Incidents/2025-02-28 www.wikipedia.org redirect
document status: draft
Summary
Incident ID | 2025-02-28 www.wikipedia.org redirect | Start | 2025-02-27 03:30:00 |
---|---|---|---|
Task | T387549 | End | 2025-02-28 10:35:33 |
People paged | 0 | Responder count | 7 |
Coordinators | Jcrespo | Affected metrics/SLOs | |
Impact | www.wikipedia.org (and only that) seems to be 301-redirecting to itself in an infinite loop, preventing access to some users |

An incorrect Apache configuration was deployed, which led to an infinite redirect of www.wikipedia.org to itself, preventing its access. Due to CDN cache this was not immediately apparent, as caches can last up to 24 hours. So during the following night, as cache servers expired its result code, it started making the page unavailable to some users, with a slow ramp up, starting around 3:30 for a small number of users and expanding to a majority (but not all) of users by around 9 am (all times in UTC). Actual wiki application (content reading and editing) was not affected, but due to the homepage being the entry point of searching content of some users (specially non-expert users), some people reported that Wikipedia was down due to the high visibility of the impact.
Timeline
All times in UTC.
27-feb:
- 13:42 - deploy https://gerrit.wikimedia.org/r/c/operations/puppet/+/1080357 (due to caching, initial impact is efectually 0)
28-feb:
- ~3:30 excess 301 redirects start on eqiad VISIBLE OUTAGE STARTS HERE (very slow ramp up)
- ~4:42 excess 301 redirects start on drmrs
- 08:25 - Task opened Wikipedia central page (https://www.wikipedia.org) fails to load with Too Many Redirects error task T387549
- 09:29 jcrespo alerts on call responders: we have a full blown outage https://www.wikipedia.org/. Initial reproduction conversation starts, as it cannot be replicated reliably (due to cache)
- 09:36 - Status panel update Investigating - We are aware that many users are having trouble accessing the portal www.wikipedia.org for excessive redirects, and we are investigating.
- 09:43 Incident opened. Jcrespo becomes IC.
- 09:45 - 09:50 Vgutierrez, Elukey and Joe narrow down the issue to not being cache layer, but mediawiki and point to yesterday's deploy https://gerrit.wikimedia.org/r/c/operations/puppet/+/1080357 The decision is to revert and purge caches.
- 10:05 Revert is merged after CI runs and deployment started
- 10:16 https://gerrit.wikimedia.org/r/c/operations/mediawiki-config/+/1123601 (unrelated) is causing errors, preventing a clean revert
- 10:20 Revert is merged on codfw, cache purging done. Issue is fixed on codfw an dependent caches, but continues on eqiad
- 10:35 Deploy to fix https://gerrit.wikimedia.org/r/c/operations/mediawiki-config/+/1123601 is done on both dcs, cache purged on eqiad OUTAGE FINISHES HERE
- 10:57 After several users confirm the issue is gone, the incident is considered resolved, status page and task updated
Detection

No page or alert went off in the infrastructure. The issue was detected when users reported "wikipedia being down" on social media, and jcrespo pinged the people on call to start the incident response process.
A task was filed rather promptly, but it didn't reach SREs as it was (correctly) classified as a #Wikimedia-portals issue, but not with an SRE/Incident tag that was visible to real-time incident responders.

Problems:
- 1) In the incident report on the www.wikipedia.org redirect, render this sentence in French: "An incorrect Apache configuration was deployed, which led to an infinite redirect of www.wikipedia.org to itself, preventing its access."
- 2) Extend the incident report on the www.wikipedia.org redirect, picking up after its final sentence.

Data extracted from a collection:
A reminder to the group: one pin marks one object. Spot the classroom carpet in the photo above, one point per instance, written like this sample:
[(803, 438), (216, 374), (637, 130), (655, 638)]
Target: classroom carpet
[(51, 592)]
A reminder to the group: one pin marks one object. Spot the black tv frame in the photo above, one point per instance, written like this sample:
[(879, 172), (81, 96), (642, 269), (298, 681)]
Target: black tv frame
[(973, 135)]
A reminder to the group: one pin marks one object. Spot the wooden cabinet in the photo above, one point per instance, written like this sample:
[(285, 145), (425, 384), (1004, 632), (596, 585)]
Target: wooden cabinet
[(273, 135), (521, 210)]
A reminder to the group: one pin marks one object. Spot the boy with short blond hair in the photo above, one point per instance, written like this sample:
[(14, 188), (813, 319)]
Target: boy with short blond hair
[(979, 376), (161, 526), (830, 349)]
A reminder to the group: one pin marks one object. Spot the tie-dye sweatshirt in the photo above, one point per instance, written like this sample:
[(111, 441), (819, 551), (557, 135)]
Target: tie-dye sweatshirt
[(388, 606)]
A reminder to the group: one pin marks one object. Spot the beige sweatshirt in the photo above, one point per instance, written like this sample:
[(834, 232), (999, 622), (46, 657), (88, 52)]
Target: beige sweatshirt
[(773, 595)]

Outputs in order:
- 1) Une configuration Apache incorrecte a été déployée, ce qui a entraîné une redirection infinie de www.wikipedia.org vers lui-même, empêchant d'y accéder.

- 2)
Conclusions
What went well?
- When pinged, the right people with the right knowledge jumped in to help (on call, traffic, service ops, databases), even on domains people are not familiar with
- Users reported promptly visible issues on external websites, social media and phabricator
- Status page reflected reality relatively promptly and was seen being actively used in the wild to get information of the status of the fix
What went poorly?

- On change deploy, basic usability of the site was (if any) tested through the cache later, and not to the uncached mechanisms (command line, uncached web browser cache, etc.)
- No page or alert went off both at mediawiki side or on cache side for a very visible entry point to our websites
- A small amount of people have ever modified the status page, despite being demonstratively very useful to end users.
- Incident documentation is hard to navigate and use, even by veteran incident responders
- Tests in the commit were not thorough enough - such a scenario should have been included in httpbb tests instead of the more rudimentary tests given.
Where did we get lucky?
- If Jaime hadn't seen user complains on social media, how much time would have passed until incident response process was started?
Links to relevant documentation
- …
Add links to information that someone responding to this alert should have (runbook, plus supporting docs). If that documentation does not exist, add an action item to create it.
Actionables
- Rewrite a more thorough patch for the intended behavior that includes checks for infinite redirect (https://gerrit.wikimedia.org/r/c/operations/puppet/+/1123622)
Create a list of action items that will help prevent this from happening again as much as possible. Link to or create a Phabricator task for every step.
Add the #Sustainability (Incident Followup) and the #SRE-OnFire Phabricator tag to these tasks.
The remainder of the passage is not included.